- _REQUIREMENT_: Once the images are set aside, return every entry exactly.

◆ ◆ ◆ ◆ ◆

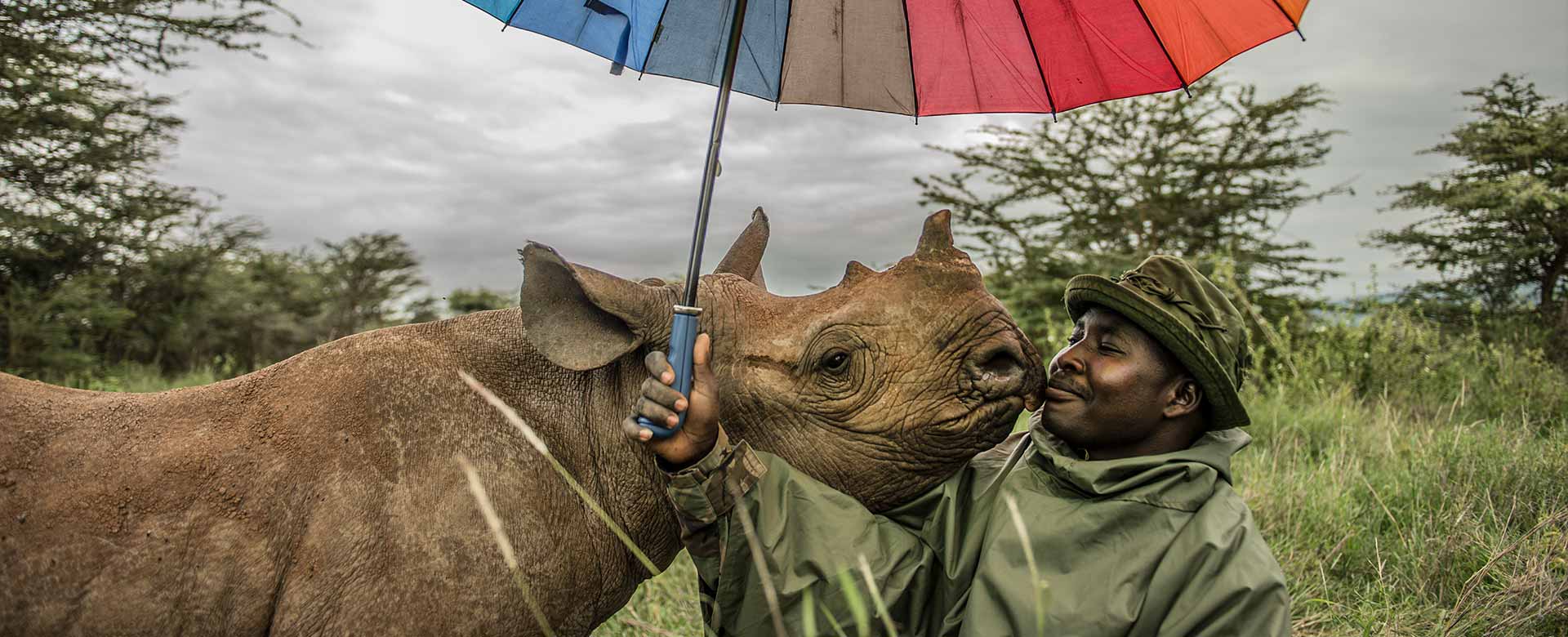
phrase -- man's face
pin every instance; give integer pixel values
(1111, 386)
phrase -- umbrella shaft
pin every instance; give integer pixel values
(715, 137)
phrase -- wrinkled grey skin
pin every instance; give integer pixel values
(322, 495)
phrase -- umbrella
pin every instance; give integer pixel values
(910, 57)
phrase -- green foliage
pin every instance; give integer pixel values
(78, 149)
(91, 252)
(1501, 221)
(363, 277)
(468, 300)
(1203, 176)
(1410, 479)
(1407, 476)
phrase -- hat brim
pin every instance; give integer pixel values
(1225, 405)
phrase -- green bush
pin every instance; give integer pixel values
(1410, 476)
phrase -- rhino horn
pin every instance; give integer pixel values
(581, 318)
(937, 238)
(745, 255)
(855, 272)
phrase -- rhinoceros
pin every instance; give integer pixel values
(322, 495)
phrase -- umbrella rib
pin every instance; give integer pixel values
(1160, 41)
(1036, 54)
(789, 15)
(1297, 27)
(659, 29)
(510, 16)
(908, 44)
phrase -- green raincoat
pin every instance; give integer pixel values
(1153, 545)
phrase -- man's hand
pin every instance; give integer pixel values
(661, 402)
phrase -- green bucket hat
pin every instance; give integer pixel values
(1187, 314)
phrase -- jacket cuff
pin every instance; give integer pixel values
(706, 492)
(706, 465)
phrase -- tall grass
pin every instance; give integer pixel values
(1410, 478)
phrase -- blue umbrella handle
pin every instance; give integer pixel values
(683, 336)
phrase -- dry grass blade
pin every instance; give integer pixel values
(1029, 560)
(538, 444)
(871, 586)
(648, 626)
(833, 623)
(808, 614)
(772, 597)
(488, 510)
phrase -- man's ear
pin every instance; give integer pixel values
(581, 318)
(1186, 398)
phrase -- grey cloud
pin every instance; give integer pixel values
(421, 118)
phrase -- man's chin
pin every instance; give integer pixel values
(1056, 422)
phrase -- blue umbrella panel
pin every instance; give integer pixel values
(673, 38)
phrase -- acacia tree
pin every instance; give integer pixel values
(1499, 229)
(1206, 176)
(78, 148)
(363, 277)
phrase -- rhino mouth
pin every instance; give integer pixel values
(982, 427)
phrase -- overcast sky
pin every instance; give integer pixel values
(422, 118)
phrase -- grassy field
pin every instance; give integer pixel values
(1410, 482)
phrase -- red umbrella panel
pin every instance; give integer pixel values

◆ ◆ ◆ ◆ ◆

- _SOLUTION FOR THIS EXERCISE_:
phrase -- man's face
pin every instance; give integer pixel values
(1111, 386)
phrase -- umbrella shaft
pin every instance; give integer pixel values
(715, 137)
phrase -- wrinkled grey skin
pin every instance; give integer pixel values
(322, 495)
phrase -- umbrella
pin every instance; give integer pixel values
(910, 57)
phrase -- green foliage
pin every instance; give integer pixel values
(78, 149)
(91, 252)
(1501, 221)
(363, 277)
(468, 300)
(1203, 176)
(1410, 479)
(1407, 476)
phrase -- hat brim
pin every instance; give integer pixel values
(1225, 405)
phrase -- green bush
pin every instance; give integer pixel values
(1410, 476)
phrase -- rhino horn
pin every instance; give integer pixel values
(581, 318)
(937, 238)
(745, 255)
(855, 272)
phrase -- rhinoceros
pin every instance; give integer pixel values
(322, 495)
phrase -- umbrella rib
pin every instance; give integer pixel values
(1160, 41)
(1036, 54)
(789, 15)
(1297, 27)
(659, 29)
(510, 16)
(908, 44)
phrase -- green raincoat
pin every instance; give integer pixel values
(1153, 545)
phrase -- man's hand
pin every instance; give integer pixel values
(661, 402)
phrase -- green bucket hat
pin every instance; give integer pixel values
(1187, 314)
phrase -- jacket cuff
pin every instance; give integer pixel values
(706, 492)
(706, 465)
phrase -- tall grass
pin every instance; give integer pixel values
(1410, 478)
phrase -- blue umbrella handle
pin every instance; give integer pixel values
(683, 336)
phrase -- dry grass blade
pin every instance; give integer pixel values
(1029, 560)
(538, 444)
(871, 586)
(648, 626)
(833, 623)
(808, 614)
(772, 597)
(488, 510)
phrase -- man's ear
pin every instance; give integer pixel values
(581, 318)
(1186, 398)
phrase -- grey cloud
pin every instance; give integer pixel values
(421, 118)
phrase -- man's chin
pin every instance; give integer pixel values
(1056, 422)
phrase -- blue umbrella panel
pin every instance; give integer pixel values
(673, 38)
phrase -- acacia tree
pin every instance; give integer pixel values
(1499, 229)
(1206, 176)
(78, 148)
(363, 277)
phrase -- rhino mouth
pin every instance; give integer pixel values
(982, 427)
phrase -- overcast sky
pin every instance; give integer pixel values
(422, 118)
phrase -- grassy field
pin every instance; give integer pixel values
(1410, 482)
phrase -- red umbrella panel
pin every instance; give integer pixel values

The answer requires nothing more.